**TASK OBJECTIVE:** Scan the lines below and report each one containing "water" by copying it.
# # #
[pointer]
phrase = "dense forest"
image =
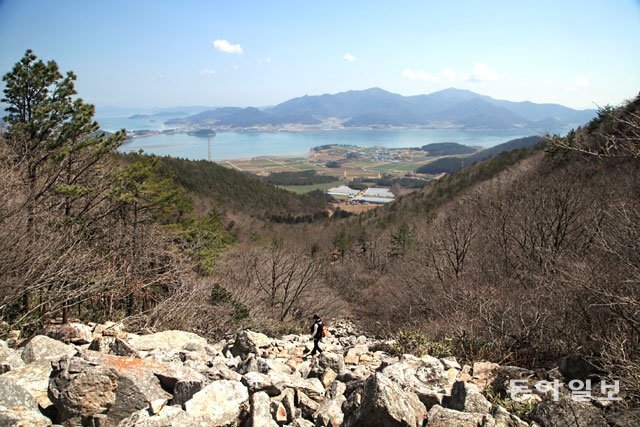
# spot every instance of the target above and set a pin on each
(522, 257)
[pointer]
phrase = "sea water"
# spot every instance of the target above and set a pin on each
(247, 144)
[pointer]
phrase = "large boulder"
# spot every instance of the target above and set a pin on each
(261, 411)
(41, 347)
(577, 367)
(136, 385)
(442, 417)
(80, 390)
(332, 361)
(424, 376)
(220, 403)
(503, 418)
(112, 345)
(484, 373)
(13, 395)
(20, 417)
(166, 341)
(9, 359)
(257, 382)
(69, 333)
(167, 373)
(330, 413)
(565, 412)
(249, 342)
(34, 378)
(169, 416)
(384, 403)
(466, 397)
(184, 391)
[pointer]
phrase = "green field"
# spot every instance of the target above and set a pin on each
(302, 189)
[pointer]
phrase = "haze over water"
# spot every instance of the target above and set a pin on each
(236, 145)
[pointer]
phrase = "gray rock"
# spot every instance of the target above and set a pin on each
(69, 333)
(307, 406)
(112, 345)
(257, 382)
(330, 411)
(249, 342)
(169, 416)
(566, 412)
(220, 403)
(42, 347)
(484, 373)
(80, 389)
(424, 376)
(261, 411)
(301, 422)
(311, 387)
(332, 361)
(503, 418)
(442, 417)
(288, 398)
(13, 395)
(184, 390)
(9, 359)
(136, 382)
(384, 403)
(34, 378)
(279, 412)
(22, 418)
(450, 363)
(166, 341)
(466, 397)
# # #
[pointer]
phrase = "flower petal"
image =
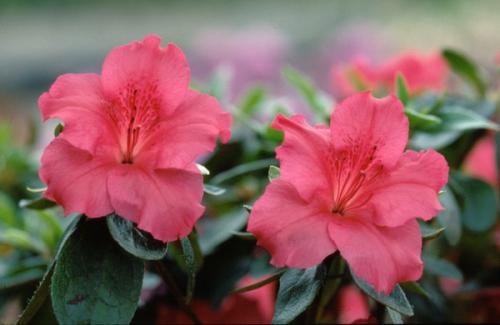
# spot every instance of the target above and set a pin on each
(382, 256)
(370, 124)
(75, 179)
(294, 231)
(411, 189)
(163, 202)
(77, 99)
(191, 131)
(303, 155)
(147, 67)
# # #
**RESPONSE TO THIS EXERCISE:**
phrase = "sea water"
phrase = "haze over water"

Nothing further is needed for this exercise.